(TASK DESCRIPTION): Count the lines in the rows below that contain the string "wooden", treating uppercase and lowercase as different. Reply with the number alone.

-- Start EXERCISE DATA --

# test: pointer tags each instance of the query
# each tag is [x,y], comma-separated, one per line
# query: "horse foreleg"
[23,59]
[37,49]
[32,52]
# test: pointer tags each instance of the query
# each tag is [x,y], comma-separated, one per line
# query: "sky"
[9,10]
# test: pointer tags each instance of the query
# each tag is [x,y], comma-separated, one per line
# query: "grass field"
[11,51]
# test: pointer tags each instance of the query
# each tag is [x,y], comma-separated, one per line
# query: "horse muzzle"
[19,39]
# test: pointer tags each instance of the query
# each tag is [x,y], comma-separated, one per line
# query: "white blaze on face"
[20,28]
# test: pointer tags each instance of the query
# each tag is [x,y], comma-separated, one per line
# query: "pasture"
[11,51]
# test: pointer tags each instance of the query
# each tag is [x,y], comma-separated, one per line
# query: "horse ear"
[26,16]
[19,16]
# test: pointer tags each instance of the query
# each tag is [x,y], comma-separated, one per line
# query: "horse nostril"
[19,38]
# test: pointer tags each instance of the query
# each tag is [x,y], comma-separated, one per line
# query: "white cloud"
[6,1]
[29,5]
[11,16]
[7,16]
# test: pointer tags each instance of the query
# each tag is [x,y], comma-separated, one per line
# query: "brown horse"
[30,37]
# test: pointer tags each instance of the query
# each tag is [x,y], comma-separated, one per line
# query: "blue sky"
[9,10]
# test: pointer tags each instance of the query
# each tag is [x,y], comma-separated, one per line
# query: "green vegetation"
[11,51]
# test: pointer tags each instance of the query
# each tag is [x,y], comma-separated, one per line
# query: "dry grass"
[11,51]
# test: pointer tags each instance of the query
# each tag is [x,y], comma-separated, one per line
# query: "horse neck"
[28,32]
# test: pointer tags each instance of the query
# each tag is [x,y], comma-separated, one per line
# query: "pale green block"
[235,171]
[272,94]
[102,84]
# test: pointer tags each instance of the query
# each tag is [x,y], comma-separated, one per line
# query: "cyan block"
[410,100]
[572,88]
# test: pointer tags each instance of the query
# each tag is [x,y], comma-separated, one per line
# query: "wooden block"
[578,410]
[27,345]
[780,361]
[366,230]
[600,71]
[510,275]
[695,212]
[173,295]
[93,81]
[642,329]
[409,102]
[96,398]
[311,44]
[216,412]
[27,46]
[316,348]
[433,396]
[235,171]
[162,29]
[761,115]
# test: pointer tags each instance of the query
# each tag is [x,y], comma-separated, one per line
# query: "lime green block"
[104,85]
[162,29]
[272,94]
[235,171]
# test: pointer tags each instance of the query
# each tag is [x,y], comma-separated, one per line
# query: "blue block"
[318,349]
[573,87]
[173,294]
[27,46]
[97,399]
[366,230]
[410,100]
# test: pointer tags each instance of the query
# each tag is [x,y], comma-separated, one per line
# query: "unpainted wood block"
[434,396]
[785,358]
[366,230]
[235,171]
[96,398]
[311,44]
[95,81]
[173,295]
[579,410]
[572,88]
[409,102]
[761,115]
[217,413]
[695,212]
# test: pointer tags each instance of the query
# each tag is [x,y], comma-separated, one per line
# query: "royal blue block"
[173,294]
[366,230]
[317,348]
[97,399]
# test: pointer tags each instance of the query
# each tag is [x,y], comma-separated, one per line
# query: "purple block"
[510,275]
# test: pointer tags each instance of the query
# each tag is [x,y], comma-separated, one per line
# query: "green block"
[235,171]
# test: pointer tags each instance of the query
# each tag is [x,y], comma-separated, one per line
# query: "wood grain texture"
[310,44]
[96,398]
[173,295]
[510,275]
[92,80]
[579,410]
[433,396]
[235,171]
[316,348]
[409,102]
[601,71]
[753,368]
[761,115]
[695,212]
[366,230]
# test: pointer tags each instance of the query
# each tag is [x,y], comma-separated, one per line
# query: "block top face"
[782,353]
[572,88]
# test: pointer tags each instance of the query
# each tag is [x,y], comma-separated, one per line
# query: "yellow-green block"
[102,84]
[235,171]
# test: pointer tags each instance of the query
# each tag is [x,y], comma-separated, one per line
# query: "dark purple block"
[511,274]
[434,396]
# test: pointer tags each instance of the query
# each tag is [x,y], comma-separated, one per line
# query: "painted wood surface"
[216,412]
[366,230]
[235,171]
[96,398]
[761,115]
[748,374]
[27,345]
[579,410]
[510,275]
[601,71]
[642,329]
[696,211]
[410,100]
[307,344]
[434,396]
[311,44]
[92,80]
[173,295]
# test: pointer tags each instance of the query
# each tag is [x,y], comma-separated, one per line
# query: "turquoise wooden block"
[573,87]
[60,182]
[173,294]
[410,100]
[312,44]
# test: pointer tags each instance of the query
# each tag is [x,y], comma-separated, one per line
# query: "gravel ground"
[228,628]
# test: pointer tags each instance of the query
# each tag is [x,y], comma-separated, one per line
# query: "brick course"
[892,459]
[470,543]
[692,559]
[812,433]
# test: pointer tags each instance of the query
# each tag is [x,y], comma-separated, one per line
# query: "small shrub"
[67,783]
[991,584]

-- End EXERCISE DATA --

(ANSWER FOR THIS EXERCISE): 2